## READING PASSAGE
In [None]:
# this is some code to get pretty highlighted cells for the questions - ignore this
from IPython.display import HTML
style1 = "<style>div.warn { background-color: #fcf2f2;border-color: #dFb5b4; border-left: 5px solid #dfb5b4; padding: 0.5em;}</style>"
HTML(style1)

This notebook covers some worked examples and some examples for you to try relating to **Block A, Chapter 1** in the notes (Introduction to Probability).  This is practice and core material for coursework 1. The green questions are those most closely related to the assessed work for this module. *After completing this notebook, you can attempt QNs 1 and 4 on coursework 1.*

## Revision of concepts:

The axioms of probability are:

Axiom 1 : $0 \le P(A) \le 1$

Axiom 2 : $P(\Omega) = 1$

Axiom 3 : $P(A_1 \cup A_2 \cup A_3 ...) = P(A_1)+P(A_2)+(P(A_3)+...$

Moving from conditional probabilities to Bayes Theorem which states that:

$ P (A|B) = \dfrac{P(A \cap B) }{P(B)} \rightarrow \dfrac{P(B|A)P(A)}{P(B|A)P(A)+P(B|A^c)P(A^c)}$ 

Bayes Rule is normally used to determine the probability of a specific model, $\theta$, given some data D, such that

$P(\theta|D) = \dfrac{P(D|\theta) P(\theta)}{P(D)}$ where

where $P(D|\theta)$ is the *likelihood*, $P(\theta)$ is the *prior*, and $P(D)$ is the *evidence*. $P(\theta|D)$ is the *posterior*.

## REQUIRED WORK
Repeat, word for word, the part of the probability notebook above that opens with the words "Axiom 2 : $P(\Omega)" and closes with "is the *posterior*.".

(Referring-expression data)
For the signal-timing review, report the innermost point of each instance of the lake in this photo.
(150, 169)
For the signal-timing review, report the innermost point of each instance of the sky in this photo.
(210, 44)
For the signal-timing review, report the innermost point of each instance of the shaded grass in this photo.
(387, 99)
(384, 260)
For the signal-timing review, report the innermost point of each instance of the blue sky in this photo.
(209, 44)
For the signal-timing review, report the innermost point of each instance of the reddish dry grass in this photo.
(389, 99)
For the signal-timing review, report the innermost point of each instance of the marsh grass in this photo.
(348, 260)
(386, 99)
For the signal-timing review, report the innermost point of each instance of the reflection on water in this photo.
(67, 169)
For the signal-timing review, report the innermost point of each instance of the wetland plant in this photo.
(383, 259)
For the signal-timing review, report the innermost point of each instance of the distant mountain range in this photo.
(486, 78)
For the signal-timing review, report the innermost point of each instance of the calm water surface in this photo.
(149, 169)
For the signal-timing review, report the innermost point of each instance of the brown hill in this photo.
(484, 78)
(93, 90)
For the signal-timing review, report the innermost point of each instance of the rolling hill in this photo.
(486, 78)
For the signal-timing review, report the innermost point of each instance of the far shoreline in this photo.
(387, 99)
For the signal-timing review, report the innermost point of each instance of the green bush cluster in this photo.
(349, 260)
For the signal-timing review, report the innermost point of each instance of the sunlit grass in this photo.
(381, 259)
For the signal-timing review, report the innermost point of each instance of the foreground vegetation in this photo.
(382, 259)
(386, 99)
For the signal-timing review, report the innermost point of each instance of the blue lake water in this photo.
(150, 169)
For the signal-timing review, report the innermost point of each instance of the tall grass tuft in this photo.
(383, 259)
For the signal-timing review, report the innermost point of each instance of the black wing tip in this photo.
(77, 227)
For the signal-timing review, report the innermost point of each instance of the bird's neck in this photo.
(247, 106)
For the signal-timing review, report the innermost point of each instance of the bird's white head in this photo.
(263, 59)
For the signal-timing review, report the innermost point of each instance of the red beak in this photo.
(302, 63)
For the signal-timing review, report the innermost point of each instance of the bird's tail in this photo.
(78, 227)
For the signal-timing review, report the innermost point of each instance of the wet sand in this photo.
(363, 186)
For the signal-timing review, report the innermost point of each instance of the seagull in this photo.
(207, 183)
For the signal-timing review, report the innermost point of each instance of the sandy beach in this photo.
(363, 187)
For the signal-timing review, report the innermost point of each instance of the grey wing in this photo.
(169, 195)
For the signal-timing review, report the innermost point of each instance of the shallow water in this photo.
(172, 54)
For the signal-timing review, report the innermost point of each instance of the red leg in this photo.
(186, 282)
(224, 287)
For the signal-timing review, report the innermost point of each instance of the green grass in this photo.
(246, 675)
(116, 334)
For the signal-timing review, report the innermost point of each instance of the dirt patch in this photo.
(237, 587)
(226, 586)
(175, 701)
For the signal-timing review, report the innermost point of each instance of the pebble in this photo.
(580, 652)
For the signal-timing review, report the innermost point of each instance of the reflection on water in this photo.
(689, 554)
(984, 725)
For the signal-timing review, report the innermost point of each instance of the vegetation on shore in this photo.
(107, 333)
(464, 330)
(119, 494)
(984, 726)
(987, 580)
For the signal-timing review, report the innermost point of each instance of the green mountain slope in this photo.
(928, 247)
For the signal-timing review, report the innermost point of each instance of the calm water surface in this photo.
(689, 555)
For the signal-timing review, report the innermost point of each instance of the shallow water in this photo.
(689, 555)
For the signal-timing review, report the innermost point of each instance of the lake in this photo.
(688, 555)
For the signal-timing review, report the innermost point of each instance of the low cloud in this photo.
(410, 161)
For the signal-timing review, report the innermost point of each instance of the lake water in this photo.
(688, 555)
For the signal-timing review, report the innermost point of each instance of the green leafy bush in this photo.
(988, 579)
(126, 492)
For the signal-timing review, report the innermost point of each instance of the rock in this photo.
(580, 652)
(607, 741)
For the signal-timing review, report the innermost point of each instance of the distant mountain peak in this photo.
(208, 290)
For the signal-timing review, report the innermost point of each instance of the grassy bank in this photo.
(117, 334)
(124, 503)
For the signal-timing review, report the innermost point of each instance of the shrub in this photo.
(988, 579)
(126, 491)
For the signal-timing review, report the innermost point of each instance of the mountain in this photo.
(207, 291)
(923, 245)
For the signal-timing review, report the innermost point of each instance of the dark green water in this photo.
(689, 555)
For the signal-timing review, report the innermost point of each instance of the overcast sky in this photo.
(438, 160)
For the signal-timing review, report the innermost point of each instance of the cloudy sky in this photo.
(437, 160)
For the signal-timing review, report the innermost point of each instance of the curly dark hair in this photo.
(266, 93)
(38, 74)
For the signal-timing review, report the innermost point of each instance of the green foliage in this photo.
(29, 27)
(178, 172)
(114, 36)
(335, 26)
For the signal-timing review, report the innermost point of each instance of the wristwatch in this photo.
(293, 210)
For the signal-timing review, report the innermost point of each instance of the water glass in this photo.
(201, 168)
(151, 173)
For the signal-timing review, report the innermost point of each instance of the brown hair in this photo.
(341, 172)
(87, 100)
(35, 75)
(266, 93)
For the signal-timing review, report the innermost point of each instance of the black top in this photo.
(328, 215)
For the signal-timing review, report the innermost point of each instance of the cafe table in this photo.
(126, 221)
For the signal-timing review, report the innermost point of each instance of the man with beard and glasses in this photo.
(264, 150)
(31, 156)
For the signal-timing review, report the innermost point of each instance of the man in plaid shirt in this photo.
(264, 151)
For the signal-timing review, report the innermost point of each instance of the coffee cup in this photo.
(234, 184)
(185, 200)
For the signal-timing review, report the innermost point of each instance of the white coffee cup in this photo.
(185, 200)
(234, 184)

## SOLUTION TO THE PROBLEM
Axiom 2 : $P(\Omega) = 1$

Axiom 3 : $P(A_1 \cup A_2 \cup A_3 ...) = P(A_1)+P(A_2)+(P(A_3)+...$

Moving from conditional probabilities to Bayes Theorem which states that:

$ P (A|B) = \dfrac{P(A \cap B) }{P(B)} \rightarrow \dfrac{P(B|A)P(A)}{P(B|A)P(A)+P(B|A^c)P(A^c)}$ 

Bayes Rule is normally used to determine the probability of a specific model, $\theta$, given some data D, such that

$P(\theta|D) = \dfrac{P(D|\theta) P(\theta)}{P(D)}$ where

where $P(D|\theta)$ is the *likelihood*, $P(\theta)$ is the *prior*, and $P(D)$ is the *evidence*. $P(\theta|D)$ is the *posterior*.